## Problem details
Could you print every one of the items below word for word, leaving the pictures out?

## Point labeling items

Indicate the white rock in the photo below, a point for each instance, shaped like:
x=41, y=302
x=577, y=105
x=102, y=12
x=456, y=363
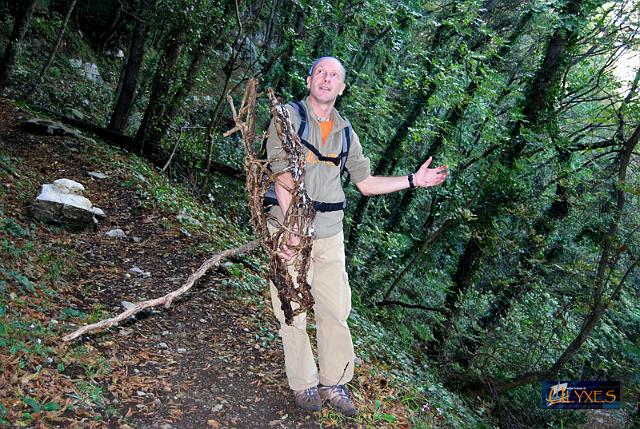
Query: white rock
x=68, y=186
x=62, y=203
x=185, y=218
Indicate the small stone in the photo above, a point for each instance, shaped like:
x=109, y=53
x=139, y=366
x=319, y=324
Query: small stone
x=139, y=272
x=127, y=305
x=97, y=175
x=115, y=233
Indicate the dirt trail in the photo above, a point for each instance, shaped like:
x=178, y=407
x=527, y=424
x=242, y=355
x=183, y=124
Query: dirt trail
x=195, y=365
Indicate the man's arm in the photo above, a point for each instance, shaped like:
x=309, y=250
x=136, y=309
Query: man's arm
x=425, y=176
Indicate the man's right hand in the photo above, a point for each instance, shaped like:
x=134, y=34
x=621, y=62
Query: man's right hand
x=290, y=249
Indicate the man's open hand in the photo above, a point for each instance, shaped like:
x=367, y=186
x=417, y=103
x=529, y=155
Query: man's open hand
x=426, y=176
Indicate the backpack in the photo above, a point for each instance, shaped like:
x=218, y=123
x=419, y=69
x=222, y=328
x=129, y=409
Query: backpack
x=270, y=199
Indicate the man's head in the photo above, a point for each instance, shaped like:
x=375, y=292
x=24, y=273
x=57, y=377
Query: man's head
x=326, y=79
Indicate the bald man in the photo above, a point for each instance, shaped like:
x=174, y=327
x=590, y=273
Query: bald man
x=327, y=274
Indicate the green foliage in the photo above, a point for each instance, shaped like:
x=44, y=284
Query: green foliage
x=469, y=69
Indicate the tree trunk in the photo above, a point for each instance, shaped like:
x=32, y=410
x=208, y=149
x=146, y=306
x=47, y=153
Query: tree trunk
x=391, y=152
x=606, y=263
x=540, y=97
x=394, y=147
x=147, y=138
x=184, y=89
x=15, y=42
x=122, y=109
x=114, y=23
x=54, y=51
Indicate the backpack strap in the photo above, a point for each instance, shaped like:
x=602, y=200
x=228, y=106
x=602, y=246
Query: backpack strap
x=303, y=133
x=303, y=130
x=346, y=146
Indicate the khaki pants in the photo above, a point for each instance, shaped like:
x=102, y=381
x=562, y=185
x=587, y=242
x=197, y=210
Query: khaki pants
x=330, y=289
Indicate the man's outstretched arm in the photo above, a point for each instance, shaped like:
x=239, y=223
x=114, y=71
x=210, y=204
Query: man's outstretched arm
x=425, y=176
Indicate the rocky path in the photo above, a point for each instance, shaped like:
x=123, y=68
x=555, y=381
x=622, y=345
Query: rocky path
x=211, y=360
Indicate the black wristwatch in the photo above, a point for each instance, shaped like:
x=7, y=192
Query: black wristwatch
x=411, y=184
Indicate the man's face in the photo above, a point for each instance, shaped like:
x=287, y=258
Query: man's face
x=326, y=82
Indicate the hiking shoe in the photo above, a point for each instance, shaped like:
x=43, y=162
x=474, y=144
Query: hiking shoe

## Task solution
Indicate the white rock in the photo below, a point for each instance, shaped like:
x=41, y=302
x=577, y=105
x=102, y=12
x=456, y=363
Query: white rock
x=68, y=186
x=62, y=203
x=185, y=218
Indicate the small stone in the photo above, a point for each instance, shaped like:
x=109, y=53
x=139, y=366
x=319, y=324
Query: small stone
x=139, y=272
x=127, y=305
x=97, y=175
x=115, y=233
Indicate the dirt trail in the photo above, a point for each instance, shaped like:
x=178, y=407
x=527, y=424
x=242, y=355
x=183, y=124
Query: dirt trail
x=195, y=365
Indicate the man's arm in the photo above, a point for each instance, shaped like:
x=309, y=250
x=136, y=309
Query: man's arm
x=425, y=176
Indicate the man's right hand in the photo above, a point for each instance, shaped like:
x=134, y=34
x=621, y=62
Query: man's right hand
x=290, y=249
Indicate the man's open hand in the photo above, a point for each instance, shaped like:
x=367, y=186
x=417, y=103
x=529, y=155
Query: man's open hand
x=426, y=176
Indicate the backpack in the photo above, a point for each instance, shaped like:
x=218, y=123
x=419, y=69
x=222, y=328
x=129, y=409
Query: backpack
x=270, y=199
Indicate the man's head in the photo above, a point for each instance, shaped like:
x=375, y=292
x=24, y=273
x=57, y=377
Query: man's head
x=326, y=79
Indicate the bald man in the photo above, a point for each instance, shaped like:
x=174, y=327
x=590, y=273
Query: bald man
x=327, y=274
Indicate the green foliage in the photo above, a point for each instance, shaped like:
x=44, y=284
Query: green foliage
x=469, y=69
Indicate the tree trunk in the photo above, a point for each instance, shaped like:
x=32, y=410
x=208, y=149
x=146, y=306
x=47, y=153
Query: tree trunk
x=391, y=152
x=606, y=263
x=540, y=97
x=394, y=147
x=147, y=138
x=184, y=89
x=15, y=42
x=122, y=109
x=114, y=23
x=54, y=51
Indicate the backpack strap in the photo above, a point for each instance, shaped like:
x=602, y=200
x=228, y=106
x=602, y=246
Query: backpack strap
x=303, y=133
x=303, y=130
x=346, y=146
Indicate the khaki pants in the photo above, a point for each instance, shaped like:
x=102, y=381
x=562, y=185
x=587, y=242
x=197, y=210
Query: khaki pants
x=330, y=289
Indicate the man's outstretched arm in the photo above, a point for each instance, shaped like:
x=239, y=223
x=114, y=71
x=210, y=204
Query: man's outstretched arm
x=425, y=176
Indicate the rocky path in the photo above, a point for each instance, shaped like:
x=123, y=68
x=555, y=381
x=622, y=345
Query: rocky path
x=211, y=360
Indicate the black wristwatch in the photo above, a point for each instance, shaped like:
x=7, y=192
Query: black wristwatch
x=411, y=184
Indicate the man's face in the photo above, a point for each instance, shaped like:
x=287, y=258
Query: man's face
x=326, y=82
Indicate the hiking shoe in the photo above, a point for each instance, shaped like:
x=43, y=162
x=474, y=144
Query: hiking shoe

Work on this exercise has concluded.